-- begin --

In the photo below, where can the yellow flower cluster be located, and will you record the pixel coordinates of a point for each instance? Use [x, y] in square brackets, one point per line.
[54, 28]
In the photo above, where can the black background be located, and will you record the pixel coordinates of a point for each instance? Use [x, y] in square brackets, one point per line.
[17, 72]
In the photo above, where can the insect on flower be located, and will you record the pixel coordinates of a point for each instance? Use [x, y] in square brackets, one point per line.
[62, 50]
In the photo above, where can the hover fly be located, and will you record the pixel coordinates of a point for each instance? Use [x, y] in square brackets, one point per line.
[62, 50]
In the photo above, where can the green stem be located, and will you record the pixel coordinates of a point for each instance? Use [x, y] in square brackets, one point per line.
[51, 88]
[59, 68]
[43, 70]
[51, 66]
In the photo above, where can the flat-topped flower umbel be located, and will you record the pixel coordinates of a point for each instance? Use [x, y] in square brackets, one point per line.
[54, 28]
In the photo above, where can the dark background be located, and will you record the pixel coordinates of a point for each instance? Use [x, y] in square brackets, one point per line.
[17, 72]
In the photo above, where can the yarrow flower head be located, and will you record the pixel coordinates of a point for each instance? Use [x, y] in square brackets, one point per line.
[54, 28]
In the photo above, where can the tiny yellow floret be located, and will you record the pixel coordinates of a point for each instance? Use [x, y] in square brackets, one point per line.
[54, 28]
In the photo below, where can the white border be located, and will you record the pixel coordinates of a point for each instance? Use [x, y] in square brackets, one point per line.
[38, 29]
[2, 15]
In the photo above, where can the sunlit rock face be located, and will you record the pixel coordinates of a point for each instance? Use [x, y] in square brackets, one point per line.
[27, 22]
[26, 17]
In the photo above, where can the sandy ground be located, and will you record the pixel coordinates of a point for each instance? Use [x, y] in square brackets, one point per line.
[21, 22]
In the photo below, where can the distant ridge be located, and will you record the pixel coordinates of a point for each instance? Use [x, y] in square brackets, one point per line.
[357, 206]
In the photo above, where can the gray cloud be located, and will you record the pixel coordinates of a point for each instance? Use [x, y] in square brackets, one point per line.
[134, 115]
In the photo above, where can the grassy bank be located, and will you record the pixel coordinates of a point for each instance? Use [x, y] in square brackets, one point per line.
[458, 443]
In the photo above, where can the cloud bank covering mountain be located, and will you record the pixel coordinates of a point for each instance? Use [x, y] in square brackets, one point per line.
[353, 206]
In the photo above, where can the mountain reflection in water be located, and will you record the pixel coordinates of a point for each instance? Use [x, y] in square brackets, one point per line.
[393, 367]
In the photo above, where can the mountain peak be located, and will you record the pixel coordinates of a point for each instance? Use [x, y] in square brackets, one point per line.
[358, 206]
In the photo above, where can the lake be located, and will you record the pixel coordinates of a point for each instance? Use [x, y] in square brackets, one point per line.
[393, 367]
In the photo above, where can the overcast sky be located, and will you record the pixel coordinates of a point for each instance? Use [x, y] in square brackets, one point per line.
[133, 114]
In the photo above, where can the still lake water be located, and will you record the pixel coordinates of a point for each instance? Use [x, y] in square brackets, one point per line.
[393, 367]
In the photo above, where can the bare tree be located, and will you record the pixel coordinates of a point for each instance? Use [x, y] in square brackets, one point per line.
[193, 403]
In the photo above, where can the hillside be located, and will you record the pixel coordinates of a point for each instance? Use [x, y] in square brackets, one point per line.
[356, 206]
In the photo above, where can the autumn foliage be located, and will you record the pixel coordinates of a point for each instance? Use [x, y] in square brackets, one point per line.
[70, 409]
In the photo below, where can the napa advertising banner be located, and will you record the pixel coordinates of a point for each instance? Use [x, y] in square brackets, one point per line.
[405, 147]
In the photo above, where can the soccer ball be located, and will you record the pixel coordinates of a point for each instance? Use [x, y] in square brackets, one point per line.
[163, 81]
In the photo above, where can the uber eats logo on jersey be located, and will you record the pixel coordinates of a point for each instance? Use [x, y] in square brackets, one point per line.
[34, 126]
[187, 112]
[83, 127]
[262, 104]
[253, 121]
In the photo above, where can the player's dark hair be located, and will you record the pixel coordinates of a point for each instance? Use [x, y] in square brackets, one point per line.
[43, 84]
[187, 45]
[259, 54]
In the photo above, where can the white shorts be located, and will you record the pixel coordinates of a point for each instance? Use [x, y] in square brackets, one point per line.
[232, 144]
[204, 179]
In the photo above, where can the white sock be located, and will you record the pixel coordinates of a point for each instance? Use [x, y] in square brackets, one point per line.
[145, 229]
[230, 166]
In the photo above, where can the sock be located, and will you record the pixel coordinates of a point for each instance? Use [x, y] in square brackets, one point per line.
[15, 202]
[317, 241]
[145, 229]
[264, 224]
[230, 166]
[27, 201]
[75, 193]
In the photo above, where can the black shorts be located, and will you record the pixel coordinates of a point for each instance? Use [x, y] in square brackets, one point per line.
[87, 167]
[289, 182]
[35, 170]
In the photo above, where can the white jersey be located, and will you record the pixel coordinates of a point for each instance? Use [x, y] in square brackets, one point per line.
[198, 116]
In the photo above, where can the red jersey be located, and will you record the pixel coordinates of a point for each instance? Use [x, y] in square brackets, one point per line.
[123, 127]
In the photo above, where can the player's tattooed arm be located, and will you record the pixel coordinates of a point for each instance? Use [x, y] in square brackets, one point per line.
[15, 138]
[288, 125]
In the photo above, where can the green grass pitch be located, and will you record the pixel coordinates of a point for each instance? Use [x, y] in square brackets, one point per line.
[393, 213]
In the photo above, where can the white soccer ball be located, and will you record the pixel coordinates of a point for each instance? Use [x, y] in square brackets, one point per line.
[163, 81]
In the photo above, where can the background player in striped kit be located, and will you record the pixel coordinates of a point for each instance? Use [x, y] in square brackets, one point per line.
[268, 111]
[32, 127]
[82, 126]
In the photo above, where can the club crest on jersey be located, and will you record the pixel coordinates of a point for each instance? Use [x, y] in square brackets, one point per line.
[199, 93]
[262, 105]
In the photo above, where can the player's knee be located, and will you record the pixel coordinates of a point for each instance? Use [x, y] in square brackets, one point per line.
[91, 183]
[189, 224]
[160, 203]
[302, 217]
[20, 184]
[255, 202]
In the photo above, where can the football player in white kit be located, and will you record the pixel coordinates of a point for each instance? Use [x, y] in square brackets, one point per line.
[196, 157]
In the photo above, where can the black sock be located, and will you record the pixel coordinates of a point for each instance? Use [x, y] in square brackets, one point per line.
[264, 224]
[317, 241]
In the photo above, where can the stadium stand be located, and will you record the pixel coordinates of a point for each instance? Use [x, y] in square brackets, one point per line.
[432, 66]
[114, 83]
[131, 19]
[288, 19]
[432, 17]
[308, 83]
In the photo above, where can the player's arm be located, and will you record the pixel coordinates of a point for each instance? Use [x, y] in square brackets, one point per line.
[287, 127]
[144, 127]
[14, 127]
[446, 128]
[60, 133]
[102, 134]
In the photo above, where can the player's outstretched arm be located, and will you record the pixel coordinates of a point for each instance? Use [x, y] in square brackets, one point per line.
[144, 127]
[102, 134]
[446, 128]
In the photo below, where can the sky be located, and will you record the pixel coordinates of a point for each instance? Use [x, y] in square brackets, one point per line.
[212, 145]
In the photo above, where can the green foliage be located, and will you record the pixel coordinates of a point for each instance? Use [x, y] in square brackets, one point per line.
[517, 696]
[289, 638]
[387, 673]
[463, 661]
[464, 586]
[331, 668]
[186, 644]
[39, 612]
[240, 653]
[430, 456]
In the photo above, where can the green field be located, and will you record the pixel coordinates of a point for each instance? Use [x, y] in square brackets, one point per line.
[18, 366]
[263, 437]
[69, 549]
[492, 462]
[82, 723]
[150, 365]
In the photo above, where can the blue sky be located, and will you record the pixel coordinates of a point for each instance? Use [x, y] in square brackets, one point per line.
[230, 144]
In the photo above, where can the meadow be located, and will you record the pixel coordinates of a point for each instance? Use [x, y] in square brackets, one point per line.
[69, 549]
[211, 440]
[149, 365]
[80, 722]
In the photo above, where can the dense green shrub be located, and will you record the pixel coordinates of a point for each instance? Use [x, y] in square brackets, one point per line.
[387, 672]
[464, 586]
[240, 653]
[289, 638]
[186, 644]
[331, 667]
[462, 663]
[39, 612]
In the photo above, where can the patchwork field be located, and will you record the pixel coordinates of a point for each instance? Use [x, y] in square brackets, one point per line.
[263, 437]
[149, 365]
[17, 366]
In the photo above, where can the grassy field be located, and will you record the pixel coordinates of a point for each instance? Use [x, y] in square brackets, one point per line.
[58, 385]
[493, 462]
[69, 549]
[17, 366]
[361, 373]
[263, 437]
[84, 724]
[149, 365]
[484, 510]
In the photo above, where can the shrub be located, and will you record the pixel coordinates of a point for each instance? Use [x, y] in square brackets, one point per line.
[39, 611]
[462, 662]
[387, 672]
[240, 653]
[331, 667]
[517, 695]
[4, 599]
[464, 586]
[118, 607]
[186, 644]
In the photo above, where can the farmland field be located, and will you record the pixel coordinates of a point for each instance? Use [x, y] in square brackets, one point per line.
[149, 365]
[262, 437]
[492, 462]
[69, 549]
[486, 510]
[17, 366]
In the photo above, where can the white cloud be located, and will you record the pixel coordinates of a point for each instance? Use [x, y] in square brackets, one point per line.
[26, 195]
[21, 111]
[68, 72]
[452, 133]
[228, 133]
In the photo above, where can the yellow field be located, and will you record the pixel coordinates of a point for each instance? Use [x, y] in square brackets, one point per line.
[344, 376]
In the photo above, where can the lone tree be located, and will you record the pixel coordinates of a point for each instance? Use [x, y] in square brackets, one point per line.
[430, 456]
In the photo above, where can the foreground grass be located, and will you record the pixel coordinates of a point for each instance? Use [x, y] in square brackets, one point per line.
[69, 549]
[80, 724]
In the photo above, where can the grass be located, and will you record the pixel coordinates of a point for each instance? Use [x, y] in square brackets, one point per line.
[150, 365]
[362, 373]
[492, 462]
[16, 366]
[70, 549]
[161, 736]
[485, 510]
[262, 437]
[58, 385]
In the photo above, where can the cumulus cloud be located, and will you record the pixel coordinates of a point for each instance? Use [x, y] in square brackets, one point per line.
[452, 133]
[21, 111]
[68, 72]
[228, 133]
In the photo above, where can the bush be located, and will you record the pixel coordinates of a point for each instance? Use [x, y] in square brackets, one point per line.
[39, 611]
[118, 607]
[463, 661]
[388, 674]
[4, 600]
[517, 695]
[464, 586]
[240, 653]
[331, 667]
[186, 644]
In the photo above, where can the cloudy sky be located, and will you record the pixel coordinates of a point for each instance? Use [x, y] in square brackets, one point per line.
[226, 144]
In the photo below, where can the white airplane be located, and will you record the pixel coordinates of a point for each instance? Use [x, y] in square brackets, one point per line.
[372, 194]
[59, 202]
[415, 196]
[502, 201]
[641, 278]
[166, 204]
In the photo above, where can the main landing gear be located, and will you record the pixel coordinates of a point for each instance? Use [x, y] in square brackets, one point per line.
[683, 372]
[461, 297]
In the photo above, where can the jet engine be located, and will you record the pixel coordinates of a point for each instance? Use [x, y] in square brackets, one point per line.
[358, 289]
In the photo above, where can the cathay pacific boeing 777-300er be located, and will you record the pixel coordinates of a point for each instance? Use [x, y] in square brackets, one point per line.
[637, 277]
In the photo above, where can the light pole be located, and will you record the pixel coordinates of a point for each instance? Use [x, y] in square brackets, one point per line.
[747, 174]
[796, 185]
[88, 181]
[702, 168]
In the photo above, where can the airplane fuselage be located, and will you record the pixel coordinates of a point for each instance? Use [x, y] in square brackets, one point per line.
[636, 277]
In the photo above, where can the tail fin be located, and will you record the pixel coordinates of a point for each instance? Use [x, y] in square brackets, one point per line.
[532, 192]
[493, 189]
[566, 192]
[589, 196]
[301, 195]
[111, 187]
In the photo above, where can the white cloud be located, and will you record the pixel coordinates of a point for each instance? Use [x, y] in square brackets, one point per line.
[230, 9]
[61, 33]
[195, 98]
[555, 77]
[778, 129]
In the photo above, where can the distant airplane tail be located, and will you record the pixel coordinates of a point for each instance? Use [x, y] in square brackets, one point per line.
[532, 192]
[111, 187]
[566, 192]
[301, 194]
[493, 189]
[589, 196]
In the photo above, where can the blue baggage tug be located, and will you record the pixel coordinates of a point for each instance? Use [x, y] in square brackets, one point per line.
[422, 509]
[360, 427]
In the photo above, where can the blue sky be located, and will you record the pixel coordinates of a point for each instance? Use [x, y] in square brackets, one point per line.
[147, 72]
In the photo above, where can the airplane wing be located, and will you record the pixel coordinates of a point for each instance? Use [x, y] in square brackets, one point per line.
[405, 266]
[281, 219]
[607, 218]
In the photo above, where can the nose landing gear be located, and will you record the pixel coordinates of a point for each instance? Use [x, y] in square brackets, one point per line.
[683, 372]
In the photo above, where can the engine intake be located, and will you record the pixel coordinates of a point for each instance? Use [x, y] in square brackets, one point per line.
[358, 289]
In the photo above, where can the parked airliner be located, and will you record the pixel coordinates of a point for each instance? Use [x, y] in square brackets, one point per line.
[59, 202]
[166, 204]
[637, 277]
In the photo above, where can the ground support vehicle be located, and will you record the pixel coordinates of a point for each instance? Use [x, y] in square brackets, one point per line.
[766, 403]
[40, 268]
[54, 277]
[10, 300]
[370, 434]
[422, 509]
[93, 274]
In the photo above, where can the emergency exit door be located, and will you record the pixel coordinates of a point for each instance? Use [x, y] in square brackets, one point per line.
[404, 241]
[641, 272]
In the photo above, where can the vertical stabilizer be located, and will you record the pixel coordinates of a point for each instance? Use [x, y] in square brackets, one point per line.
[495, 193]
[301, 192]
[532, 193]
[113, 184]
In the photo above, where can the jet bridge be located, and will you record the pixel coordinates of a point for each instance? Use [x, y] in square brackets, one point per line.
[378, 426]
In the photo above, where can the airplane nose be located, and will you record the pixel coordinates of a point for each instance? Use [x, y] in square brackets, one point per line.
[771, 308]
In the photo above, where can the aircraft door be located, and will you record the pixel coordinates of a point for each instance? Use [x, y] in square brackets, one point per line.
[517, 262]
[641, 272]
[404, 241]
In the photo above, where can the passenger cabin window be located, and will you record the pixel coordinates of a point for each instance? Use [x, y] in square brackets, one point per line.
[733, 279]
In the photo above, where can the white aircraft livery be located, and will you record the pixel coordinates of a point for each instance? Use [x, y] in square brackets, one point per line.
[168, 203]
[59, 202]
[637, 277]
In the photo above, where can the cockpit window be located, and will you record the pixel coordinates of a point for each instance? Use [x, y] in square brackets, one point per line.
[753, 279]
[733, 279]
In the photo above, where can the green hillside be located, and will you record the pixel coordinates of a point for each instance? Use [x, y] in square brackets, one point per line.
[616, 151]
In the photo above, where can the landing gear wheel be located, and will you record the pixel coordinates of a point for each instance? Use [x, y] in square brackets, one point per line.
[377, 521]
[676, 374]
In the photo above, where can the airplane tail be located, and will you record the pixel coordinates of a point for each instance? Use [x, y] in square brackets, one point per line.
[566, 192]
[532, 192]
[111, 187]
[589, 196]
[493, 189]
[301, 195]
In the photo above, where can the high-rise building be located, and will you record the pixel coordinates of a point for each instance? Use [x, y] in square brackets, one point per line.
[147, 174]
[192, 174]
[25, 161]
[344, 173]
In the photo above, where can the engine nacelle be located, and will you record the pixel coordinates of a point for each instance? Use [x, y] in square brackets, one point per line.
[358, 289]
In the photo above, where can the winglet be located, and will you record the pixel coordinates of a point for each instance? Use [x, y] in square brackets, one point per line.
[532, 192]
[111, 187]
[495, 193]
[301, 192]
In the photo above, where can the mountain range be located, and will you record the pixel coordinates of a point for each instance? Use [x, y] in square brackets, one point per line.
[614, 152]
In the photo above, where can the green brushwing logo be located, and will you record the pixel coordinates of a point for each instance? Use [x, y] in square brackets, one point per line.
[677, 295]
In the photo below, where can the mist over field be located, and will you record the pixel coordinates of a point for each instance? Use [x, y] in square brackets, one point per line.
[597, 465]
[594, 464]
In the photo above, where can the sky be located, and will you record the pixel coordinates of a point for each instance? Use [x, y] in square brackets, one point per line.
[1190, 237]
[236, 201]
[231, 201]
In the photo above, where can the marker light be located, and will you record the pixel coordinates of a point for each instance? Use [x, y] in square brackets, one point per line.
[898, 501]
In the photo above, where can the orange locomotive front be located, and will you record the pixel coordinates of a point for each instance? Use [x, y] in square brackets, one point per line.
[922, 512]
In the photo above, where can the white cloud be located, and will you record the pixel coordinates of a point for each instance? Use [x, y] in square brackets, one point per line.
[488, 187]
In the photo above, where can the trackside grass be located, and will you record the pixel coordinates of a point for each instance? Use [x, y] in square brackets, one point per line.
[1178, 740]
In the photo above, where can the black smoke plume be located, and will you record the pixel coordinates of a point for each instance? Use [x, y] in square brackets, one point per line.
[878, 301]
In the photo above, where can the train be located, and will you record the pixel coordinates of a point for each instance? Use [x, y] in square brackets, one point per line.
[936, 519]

-- end --

**Work to be completed**
Find the line containing "In the photo above, where can the sky", then output it and every line after it to the end of the data, exactly.

**Answer**
In the photo above, where can the sky be located, and will you record the pixel coordinates of a point for each instance? Use [x, y] in square brackets, one point per line.
[1190, 237]
[236, 201]
[231, 201]
In the photo above, where can the marker light be located, and will you record the pixel coordinates of a point for each instance? Use [x, y] in square brackets, one point per line.
[898, 501]
In the photo above, where can the orange locomotive front be located, and will you record the pixel coordinates of a point for each instance? Use [x, y] in square brackets, one point per line.
[922, 512]
In the photo above, where can the white cloud be located, and will you record the pixel coordinates of a point for each instance? Use [x, y] in square brackets, one point per line.
[488, 187]
In the photo above, where can the trackside grass be located, and will you record the pixel coordinates of a point for each instance? Use [x, y] in square brackets, one point per line.
[1178, 740]
In the photo above, where can the black smoke plume be located, and will you record the pixel coordinates of a point for each instance? Use [x, y] in square brackets, one point per line.
[878, 301]
In the photo above, where can the train be located, and will you record the pixel coordinates of a point for each instance? Use [x, y] in square brackets, one point per line.
[936, 519]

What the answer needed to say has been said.